Free-text object descriptions:
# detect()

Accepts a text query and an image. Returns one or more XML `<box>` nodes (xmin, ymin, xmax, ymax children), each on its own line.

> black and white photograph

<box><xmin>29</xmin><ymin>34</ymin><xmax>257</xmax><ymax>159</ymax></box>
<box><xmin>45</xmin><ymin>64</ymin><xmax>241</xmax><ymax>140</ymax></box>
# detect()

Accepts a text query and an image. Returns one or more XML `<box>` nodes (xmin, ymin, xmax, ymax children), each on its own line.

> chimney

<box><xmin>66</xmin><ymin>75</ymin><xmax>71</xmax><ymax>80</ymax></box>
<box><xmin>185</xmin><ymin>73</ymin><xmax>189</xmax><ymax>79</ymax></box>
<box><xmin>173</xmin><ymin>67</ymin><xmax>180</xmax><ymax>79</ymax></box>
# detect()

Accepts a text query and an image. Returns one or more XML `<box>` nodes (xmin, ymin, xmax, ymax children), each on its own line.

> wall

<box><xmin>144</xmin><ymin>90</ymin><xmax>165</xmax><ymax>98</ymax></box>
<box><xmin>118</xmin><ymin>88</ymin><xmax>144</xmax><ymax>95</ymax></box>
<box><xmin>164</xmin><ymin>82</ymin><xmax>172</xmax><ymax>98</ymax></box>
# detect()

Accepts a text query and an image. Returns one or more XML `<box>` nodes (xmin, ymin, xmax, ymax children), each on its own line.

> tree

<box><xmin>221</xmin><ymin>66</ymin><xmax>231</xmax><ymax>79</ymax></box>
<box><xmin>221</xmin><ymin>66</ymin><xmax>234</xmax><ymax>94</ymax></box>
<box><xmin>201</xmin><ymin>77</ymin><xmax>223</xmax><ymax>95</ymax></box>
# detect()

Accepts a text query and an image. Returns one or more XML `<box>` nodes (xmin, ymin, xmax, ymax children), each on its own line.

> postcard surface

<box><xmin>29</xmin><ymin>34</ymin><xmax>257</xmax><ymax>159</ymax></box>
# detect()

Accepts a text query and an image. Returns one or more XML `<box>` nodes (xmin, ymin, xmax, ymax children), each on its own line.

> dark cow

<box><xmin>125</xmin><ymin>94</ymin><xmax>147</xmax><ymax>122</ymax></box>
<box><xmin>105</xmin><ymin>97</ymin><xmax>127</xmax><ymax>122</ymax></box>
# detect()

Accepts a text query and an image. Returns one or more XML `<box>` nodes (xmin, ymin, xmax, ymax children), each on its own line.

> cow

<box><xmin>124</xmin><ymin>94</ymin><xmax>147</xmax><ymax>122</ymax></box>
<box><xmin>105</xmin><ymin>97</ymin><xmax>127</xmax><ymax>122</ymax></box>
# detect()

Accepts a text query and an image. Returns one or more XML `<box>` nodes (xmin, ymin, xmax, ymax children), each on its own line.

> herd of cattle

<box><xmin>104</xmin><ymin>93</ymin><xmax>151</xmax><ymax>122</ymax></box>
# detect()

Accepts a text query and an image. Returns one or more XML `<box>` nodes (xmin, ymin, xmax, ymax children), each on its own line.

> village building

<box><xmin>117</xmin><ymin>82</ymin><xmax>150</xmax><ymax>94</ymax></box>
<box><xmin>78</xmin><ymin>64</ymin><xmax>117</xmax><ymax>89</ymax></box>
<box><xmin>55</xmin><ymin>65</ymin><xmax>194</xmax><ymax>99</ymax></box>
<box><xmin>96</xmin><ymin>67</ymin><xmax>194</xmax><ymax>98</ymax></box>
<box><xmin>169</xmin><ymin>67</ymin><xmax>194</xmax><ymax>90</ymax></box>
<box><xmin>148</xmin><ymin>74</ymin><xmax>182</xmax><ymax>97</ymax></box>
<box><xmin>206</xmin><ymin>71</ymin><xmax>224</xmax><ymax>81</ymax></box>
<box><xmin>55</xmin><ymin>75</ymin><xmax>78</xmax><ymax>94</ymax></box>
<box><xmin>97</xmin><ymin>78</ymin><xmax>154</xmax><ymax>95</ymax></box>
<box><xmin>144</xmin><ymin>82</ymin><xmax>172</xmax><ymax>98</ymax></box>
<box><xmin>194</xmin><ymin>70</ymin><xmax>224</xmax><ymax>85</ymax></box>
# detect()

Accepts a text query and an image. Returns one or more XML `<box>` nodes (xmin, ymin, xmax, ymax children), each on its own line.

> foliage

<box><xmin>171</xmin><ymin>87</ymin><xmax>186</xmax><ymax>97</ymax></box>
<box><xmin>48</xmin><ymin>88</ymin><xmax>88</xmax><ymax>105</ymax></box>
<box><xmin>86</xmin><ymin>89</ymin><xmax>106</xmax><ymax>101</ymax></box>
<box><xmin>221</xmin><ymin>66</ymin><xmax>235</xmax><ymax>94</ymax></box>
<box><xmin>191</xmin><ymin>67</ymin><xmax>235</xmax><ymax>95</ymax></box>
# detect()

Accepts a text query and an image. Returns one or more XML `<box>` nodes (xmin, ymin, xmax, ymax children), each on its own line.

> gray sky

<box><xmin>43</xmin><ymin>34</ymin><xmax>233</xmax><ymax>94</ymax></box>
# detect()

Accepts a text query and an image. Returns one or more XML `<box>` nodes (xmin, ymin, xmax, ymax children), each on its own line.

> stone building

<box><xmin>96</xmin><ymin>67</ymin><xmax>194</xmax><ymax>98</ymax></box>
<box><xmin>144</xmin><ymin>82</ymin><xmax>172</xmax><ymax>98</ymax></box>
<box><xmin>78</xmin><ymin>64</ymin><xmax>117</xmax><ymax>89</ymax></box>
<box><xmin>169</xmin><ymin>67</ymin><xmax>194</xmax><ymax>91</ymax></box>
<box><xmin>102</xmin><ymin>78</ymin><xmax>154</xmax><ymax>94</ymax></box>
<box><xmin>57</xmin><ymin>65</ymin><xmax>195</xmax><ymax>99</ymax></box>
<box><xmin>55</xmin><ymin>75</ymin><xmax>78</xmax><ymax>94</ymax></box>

What is needed: Retype every record above exactly as written.

Exercise output:
# detect()

Accepts a text query and an image. Returns one or more XML `<box>` nodes (xmin, ymin, xmax, ymax children), each on its own line.

> black and white photograph

<box><xmin>29</xmin><ymin>34</ymin><xmax>257</xmax><ymax>159</ymax></box>
<box><xmin>45</xmin><ymin>64</ymin><xmax>241</xmax><ymax>140</ymax></box>
# detect()

Accepts a text query and an image. Returns one or more XML `<box>` nodes (xmin, ymin, xmax, ymax children), each on its own line.

> chimney

<box><xmin>66</xmin><ymin>75</ymin><xmax>71</xmax><ymax>80</ymax></box>
<box><xmin>185</xmin><ymin>73</ymin><xmax>189</xmax><ymax>79</ymax></box>
<box><xmin>173</xmin><ymin>67</ymin><xmax>180</xmax><ymax>79</ymax></box>
# detect()

Accepts a text query and an image. Returns one or more XML `<box>` nodes (xmin, ymin, xmax, ymax children), each on its own line.

> wall

<box><xmin>144</xmin><ymin>90</ymin><xmax>165</xmax><ymax>98</ymax></box>
<box><xmin>118</xmin><ymin>88</ymin><xmax>144</xmax><ymax>95</ymax></box>
<box><xmin>164</xmin><ymin>82</ymin><xmax>172</xmax><ymax>98</ymax></box>
# detect()

Accepts a text query and an image. Returns one or more XML `<box>` nodes (xmin, ymin, xmax, ymax children), each on its own line.

> tree

<box><xmin>221</xmin><ymin>66</ymin><xmax>231</xmax><ymax>79</ymax></box>
<box><xmin>221</xmin><ymin>66</ymin><xmax>234</xmax><ymax>94</ymax></box>
<box><xmin>201</xmin><ymin>77</ymin><xmax>223</xmax><ymax>95</ymax></box>
# detect()

Accepts a text query and an image. Returns one or more XML `<box>` nodes (xmin, ymin, xmax, ymax children), each on its own line.

> postcard surface

<box><xmin>29</xmin><ymin>34</ymin><xmax>257</xmax><ymax>159</ymax></box>
# detect()

Accepts a text query and an image. Returns one or more XML `<box>` nodes (xmin, ymin, xmax, ymax children), each on its own line.

> dark cow

<box><xmin>125</xmin><ymin>94</ymin><xmax>147</xmax><ymax>122</ymax></box>
<box><xmin>105</xmin><ymin>97</ymin><xmax>127</xmax><ymax>122</ymax></box>
# detect()

Accepts a text query and an image. Returns one or more XML `<box>` nodes (xmin, ymin, xmax, ymax children), each on its own line.

> cow

<box><xmin>124</xmin><ymin>94</ymin><xmax>147</xmax><ymax>122</ymax></box>
<box><xmin>105</xmin><ymin>97</ymin><xmax>127</xmax><ymax>122</ymax></box>
# detect()

Accepts a text query and an image. Returns one or more XML `<box>` nodes (xmin, ymin, xmax, ymax children), each on its own line.

> herd of cattle

<box><xmin>104</xmin><ymin>93</ymin><xmax>151</xmax><ymax>122</ymax></box>
# detect()

Accepts a text query and an image. Returns one or more XML `<box>` nodes (xmin, ymin, xmax, ymax children), each on its own line.

> village building

<box><xmin>117</xmin><ymin>82</ymin><xmax>150</xmax><ymax>94</ymax></box>
<box><xmin>78</xmin><ymin>64</ymin><xmax>117</xmax><ymax>89</ymax></box>
<box><xmin>55</xmin><ymin>65</ymin><xmax>194</xmax><ymax>99</ymax></box>
<box><xmin>96</xmin><ymin>67</ymin><xmax>194</xmax><ymax>98</ymax></box>
<box><xmin>169</xmin><ymin>67</ymin><xmax>194</xmax><ymax>90</ymax></box>
<box><xmin>148</xmin><ymin>74</ymin><xmax>182</xmax><ymax>97</ymax></box>
<box><xmin>206</xmin><ymin>71</ymin><xmax>224</xmax><ymax>81</ymax></box>
<box><xmin>55</xmin><ymin>75</ymin><xmax>78</xmax><ymax>94</ymax></box>
<box><xmin>97</xmin><ymin>78</ymin><xmax>154</xmax><ymax>95</ymax></box>
<box><xmin>144</xmin><ymin>82</ymin><xmax>172</xmax><ymax>98</ymax></box>
<box><xmin>194</xmin><ymin>70</ymin><xmax>224</xmax><ymax>85</ymax></box>
# detect()

Accepts a text query and an image. Returns one or more XML `<box>` nodes (xmin, ymin, xmax, ymax children), each on its own line.

> foliage

<box><xmin>171</xmin><ymin>87</ymin><xmax>186</xmax><ymax>97</ymax></box>
<box><xmin>48</xmin><ymin>88</ymin><xmax>88</xmax><ymax>105</ymax></box>
<box><xmin>86</xmin><ymin>89</ymin><xmax>106</xmax><ymax>101</ymax></box>
<box><xmin>221</xmin><ymin>66</ymin><xmax>235</xmax><ymax>94</ymax></box>
<box><xmin>191</xmin><ymin>67</ymin><xmax>235</xmax><ymax>95</ymax></box>
# detect()

Accepts a text query and an image. Returns one or more XML `<box>` nodes (xmin, ymin, xmax, ymax children), each on its own line.

> gray sky

<box><xmin>43</xmin><ymin>34</ymin><xmax>233</xmax><ymax>94</ymax></box>
# detect()

Accepts a text query and an image. Returns one or more XML `<box>` nodes (xmin, ymin, xmax, ymax children), each on its own line.

> stone building

<box><xmin>96</xmin><ymin>67</ymin><xmax>194</xmax><ymax>98</ymax></box>
<box><xmin>144</xmin><ymin>82</ymin><xmax>172</xmax><ymax>98</ymax></box>
<box><xmin>78</xmin><ymin>64</ymin><xmax>117</xmax><ymax>89</ymax></box>
<box><xmin>169</xmin><ymin>67</ymin><xmax>194</xmax><ymax>91</ymax></box>
<box><xmin>102</xmin><ymin>78</ymin><xmax>154</xmax><ymax>94</ymax></box>
<box><xmin>57</xmin><ymin>65</ymin><xmax>195</xmax><ymax>99</ymax></box>
<box><xmin>55</xmin><ymin>75</ymin><xmax>78</xmax><ymax>94</ymax></box>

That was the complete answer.